Excerpts from point annotation data:
::::::

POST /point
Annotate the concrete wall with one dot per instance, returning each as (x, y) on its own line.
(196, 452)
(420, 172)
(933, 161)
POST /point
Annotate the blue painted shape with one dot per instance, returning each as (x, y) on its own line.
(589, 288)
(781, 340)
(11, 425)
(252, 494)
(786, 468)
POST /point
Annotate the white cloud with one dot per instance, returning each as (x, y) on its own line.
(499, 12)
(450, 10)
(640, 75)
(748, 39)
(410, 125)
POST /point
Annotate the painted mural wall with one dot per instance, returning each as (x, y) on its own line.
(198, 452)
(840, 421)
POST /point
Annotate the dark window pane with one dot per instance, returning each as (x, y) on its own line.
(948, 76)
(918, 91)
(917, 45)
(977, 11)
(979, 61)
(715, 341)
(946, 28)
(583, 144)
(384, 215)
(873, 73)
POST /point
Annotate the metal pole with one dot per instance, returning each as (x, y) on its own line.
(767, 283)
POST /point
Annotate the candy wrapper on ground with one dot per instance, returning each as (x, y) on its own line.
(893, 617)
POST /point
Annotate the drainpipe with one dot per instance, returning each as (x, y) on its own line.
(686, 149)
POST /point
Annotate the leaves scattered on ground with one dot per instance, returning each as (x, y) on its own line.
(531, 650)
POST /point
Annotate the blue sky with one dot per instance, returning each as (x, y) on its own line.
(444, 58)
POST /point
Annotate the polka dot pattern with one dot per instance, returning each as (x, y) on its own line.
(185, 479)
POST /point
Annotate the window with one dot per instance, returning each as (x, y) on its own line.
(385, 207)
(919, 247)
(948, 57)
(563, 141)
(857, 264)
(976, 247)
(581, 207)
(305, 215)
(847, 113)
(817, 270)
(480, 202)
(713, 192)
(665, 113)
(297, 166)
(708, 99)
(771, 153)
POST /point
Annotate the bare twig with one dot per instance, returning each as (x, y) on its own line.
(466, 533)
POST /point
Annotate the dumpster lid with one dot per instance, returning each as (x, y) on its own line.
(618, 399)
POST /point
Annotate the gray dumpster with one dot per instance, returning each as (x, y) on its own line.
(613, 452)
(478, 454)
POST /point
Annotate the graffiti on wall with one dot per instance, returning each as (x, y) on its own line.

::::::

> [Task statement]:
Every line above should be written out again exactly as it stands.

> [Solution to the exercise]:
POST /point
Annotate the concrete wall with one dot per instance, returning each as (x, y) on its own line.
(196, 452)
(420, 172)
(933, 161)
POST /point
Annotate the blue painted shape with one dot per instance, returning each as (x, y) on its own line.
(589, 288)
(781, 340)
(11, 425)
(252, 494)
(786, 468)
POST /point
Annotate the white cloud with one dot per instance, returning each as (x, y) on its own line.
(499, 12)
(450, 10)
(640, 75)
(748, 39)
(410, 125)
POST /point
Annotate the painted mural wall with one dot per instance, returning each as (x, y) on its own line.
(198, 452)
(840, 421)
POST /point
Annotate the dark window pane with one dot per instance, returning each as (x, y) on its own line.
(948, 76)
(918, 91)
(917, 45)
(977, 11)
(979, 61)
(715, 341)
(946, 28)
(583, 144)
(384, 215)
(873, 73)
POST /point
Annotate the metal pole with one dot per instance, returning each as (x, y) on its own line.
(767, 283)
POST /point
Annotate the candy wrapper on ground with one dot per instance, returning each as (x, y) on its own line.
(893, 617)
POST /point
Annotate the drainpipe with one dot per instance, returning each as (x, y) on its own line.
(686, 149)
POST /point
Annotate the leaves scattered on ground with one dot per instance, returning each as (x, y) on its own line.
(531, 650)
POST /point
Annotate the blue sky with one dot per instance, returning each as (x, y) on its own line.
(444, 58)
POST /point
Annotate the polka dot pattern with one dot per instance, returning each as (x, y) on its own line.
(185, 479)
POST /point
Annotate the window with one dot per instance, returning each as (x, y) on its own line.
(385, 207)
(919, 247)
(948, 57)
(563, 141)
(857, 264)
(976, 247)
(581, 207)
(305, 215)
(847, 113)
(817, 270)
(480, 202)
(713, 192)
(665, 113)
(297, 166)
(708, 99)
(771, 153)
POST /point
Annotate the bare twig with one dot per instance, returning each as (x, y) on its own line.
(466, 533)
POST /point
Annotate the dumpster lid with one dot per instance, returning each as (x, y) on its own line.
(618, 399)
POST /point
Annotate the gray dumpster with one dot per instance, returning each as (x, y) on its own line.
(613, 452)
(478, 454)
POST /point
Annotate the graffiti on wall with one dot per instance, returning each as (x, y) on its own line.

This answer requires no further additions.